What to work on:
1) In the Chinatown passage, what kind of building houses the telephone exchange?
2) Reproduce the Chinatown passage word for word, starting at "But the Chinatown" and ending at "and the Chinaman.".
3) Pick up the Chinatown passage after its final sentence and keep writing.

A few years ago you could not persuade a Chinaman to talk into a
telephone, for, as one of them said, "No can see talkee him," meaning
he could not see the speaker. Another said, "Debil talkee, me no likee
him," but now this is all changed. Some there are who still cling to
their old superstitions, but they are few. The march of commerce
levels all prejudices, and the telephone is an established fact in
Chinatown. They have their own exchange, a small building built in
Chinese style, and their own operators. Even the San Francisco
telephone book has one section devoted to them, and printed in Chinese
characters. And so civilization goes marching on, the old order
changeth, and even the Chinaman must of necessity conform to our ways.

But the Chinatown of to-day is not the Chinatown existent before the
great disaster of 1906. It has changed, and that for the better,
better both for the city and the Chinaman.

Available data:
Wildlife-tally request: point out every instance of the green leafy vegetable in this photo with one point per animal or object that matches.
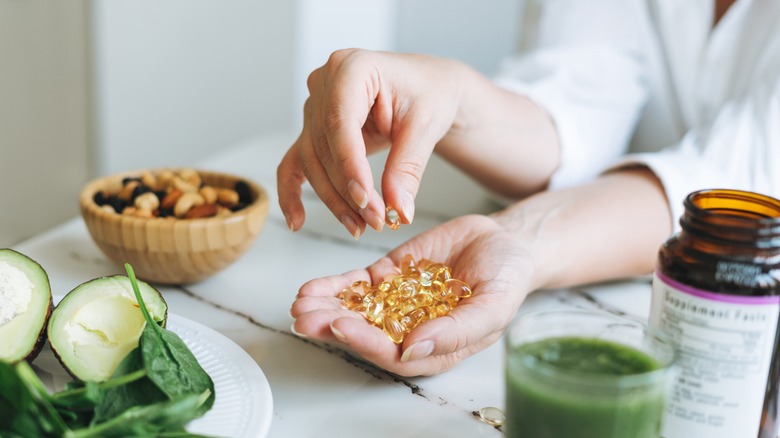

Results of the exercise:
1) A small building built in Chinese style.

2)
But the Chinatown of to-day is not the Chinatown existent before the
great disaster of 1906. It has changed, and that for the better,
better both for the city and the Chinaman.

3)
Mr. Arnold Genthe, in his Old Chinatown, says: "I think we first
glimpsed the real man through our gradual understanding of his
honesty. American merchants learned that none need ever ask a note of
a Chinaman in any commercial transaction; his word was his bond." And
while they still have their joss houses, worship their idols, gamble,
and smoke opium, they are their own worst enemies; they do not bother
the white men, and are generally considered a law unto themselves.